## Given problem
Swap each occurrence of "fattest part" in the material below for "widest part", and leave everything else unchanged.

-- Begin Extracted information --

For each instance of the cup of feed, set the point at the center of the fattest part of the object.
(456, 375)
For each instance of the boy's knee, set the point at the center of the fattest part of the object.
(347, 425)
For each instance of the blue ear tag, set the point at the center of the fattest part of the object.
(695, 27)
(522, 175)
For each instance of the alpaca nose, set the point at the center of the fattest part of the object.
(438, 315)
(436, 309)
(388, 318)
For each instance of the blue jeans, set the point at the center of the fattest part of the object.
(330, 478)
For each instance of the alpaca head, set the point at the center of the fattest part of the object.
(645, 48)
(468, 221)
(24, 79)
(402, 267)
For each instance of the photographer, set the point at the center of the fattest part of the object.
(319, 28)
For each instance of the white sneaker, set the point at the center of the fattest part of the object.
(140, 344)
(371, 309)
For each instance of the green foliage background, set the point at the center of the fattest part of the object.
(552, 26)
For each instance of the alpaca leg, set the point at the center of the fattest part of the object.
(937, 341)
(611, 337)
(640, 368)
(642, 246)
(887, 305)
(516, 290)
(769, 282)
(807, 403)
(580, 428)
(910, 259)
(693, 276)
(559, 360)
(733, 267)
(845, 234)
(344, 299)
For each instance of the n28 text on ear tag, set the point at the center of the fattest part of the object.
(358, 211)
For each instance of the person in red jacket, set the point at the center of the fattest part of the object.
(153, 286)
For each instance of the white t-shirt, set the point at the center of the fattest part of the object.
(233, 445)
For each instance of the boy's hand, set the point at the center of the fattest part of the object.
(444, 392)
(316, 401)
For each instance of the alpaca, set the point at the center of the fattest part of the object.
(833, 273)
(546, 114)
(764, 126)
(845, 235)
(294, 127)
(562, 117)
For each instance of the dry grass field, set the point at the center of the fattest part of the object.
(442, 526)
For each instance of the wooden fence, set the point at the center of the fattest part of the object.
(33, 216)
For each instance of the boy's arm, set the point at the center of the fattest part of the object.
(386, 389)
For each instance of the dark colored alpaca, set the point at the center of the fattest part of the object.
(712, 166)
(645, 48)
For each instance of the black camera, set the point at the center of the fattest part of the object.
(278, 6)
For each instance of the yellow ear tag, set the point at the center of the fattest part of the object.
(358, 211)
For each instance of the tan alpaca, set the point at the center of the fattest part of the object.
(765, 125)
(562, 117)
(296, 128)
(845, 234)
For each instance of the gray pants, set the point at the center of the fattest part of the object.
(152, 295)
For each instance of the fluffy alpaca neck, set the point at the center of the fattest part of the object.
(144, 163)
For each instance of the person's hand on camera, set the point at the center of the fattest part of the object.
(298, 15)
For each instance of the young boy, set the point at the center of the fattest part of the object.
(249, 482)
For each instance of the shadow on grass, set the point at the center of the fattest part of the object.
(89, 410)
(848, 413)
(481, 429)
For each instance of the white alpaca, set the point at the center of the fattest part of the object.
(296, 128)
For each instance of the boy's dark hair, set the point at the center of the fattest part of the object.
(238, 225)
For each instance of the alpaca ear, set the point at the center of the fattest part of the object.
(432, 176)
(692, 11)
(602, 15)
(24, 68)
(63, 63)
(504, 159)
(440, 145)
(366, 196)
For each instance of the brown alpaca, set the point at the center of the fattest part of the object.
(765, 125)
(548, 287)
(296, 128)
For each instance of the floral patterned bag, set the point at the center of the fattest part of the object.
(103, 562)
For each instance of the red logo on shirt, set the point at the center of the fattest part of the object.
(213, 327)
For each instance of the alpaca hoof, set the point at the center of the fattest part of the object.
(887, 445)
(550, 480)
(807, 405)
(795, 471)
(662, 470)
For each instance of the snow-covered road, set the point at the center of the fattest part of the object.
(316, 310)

-- End Extracted information --

## Answer to this task
For each instance of the cup of feed, set the point at the center of the widest part of the object.
(456, 375)
For each instance of the boy's knee, set the point at the center of the widest part of the object.
(347, 425)
For each instance of the blue ear tag, set the point at the center of the widest part of the object.
(695, 27)
(522, 175)
For each instance of the alpaca nose, set the point at the center of the widest part of the object.
(438, 315)
(436, 309)
(388, 318)
For each instance of the blue jeans, set the point at the center of the widest part of the object.
(330, 478)
For each instance of the alpaca head, set the point at the center of the widest part of the object.
(645, 48)
(468, 221)
(24, 79)
(402, 267)
For each instance of the photographer, set the point at the center of the widest part of the object.
(319, 28)
For each instance of the white sneaker, set the point at the center of the widest part of the object.
(140, 344)
(371, 309)
For each instance of the green foliage background, set the point at the center of the widest part of the object.
(552, 26)
For each instance of the alpaca leg, set the point at the center of the widest part of the object.
(937, 341)
(611, 337)
(640, 368)
(642, 246)
(887, 305)
(516, 290)
(769, 282)
(807, 403)
(580, 428)
(910, 259)
(693, 276)
(559, 360)
(733, 267)
(845, 234)
(344, 299)
For each instance of the n28 text on ear tag, set the point at the center of the widest part of the object.
(358, 211)
For each instance of the person in red jacket, set the point at the center of the widest part of the object.
(153, 286)
For each instance of the white t-shirt, set the point at the center of the widest part of the object.
(233, 445)
For each instance of the boy's hand, set the point at the center of the widest part of the object.
(444, 392)
(316, 401)
For each instance of the alpaca, set the point at the center of the widest part of the object.
(833, 273)
(546, 114)
(764, 126)
(845, 235)
(294, 127)
(562, 117)
For each instance of the dry grass field, set the point at the center of the widest part of the object.
(442, 526)
For each instance of the wooden fence, set the point at the center of the widest part of the object.
(33, 216)
For each instance of the boy's arm, set the point at the center of the widest part of the object.
(386, 389)
For each instance of the dark colored alpaca, set the point at the center of the widest part of the object.
(712, 166)
(645, 48)
For each instance of the black camera, set the point at the center of the widest part of the object.
(278, 6)
For each instance of the yellow ear tag, set the point at the center of the widest part of the object.
(358, 211)
For each instance of the tan alpaca, set the point at the center of the widest part of the object.
(765, 125)
(562, 117)
(296, 128)
(845, 234)
For each instance of the gray pants, set the point at the center of the widest part of the object.
(152, 295)
For each instance of the fluffy alpaca neck, set the point at the center of the widest part of the object.
(144, 163)
For each instance of the person's hand on camera, set the point at the center of the widest part of the object.
(298, 15)
For each instance of the young boy, set the point at the center of the widest part of the object.
(249, 482)
For each instance of the shadow on grass, set the point at the center of the widest part of the object.
(89, 410)
(848, 413)
(481, 429)
For each instance of the white alpaca, set the point at the center of the widest part of the object.
(296, 128)
For each instance of the boy's dark hair, set the point at the center of the widest part of the object.
(238, 225)
For each instance of the alpaca ear, set the point at the center of the widest part of the object.
(432, 176)
(692, 11)
(602, 15)
(24, 68)
(63, 63)
(504, 159)
(440, 145)
(366, 196)
For each instance of the brown alpaca, set the point at the center of the widest part of the object.
(765, 125)
(548, 287)
(296, 128)
For each instance of the floral patterned bag, set the point at the center of the widest part of the object.
(103, 562)
For each instance of the red logo on shirt, set the point at the center of the widest part of the object.
(213, 327)
For each instance of the alpaca hoof, set the point at the center of the widest part of the object.
(887, 445)
(550, 480)
(807, 405)
(795, 471)
(662, 470)
For each instance of the snow-covered road, set the point at the center of the widest part of the object.
(316, 310)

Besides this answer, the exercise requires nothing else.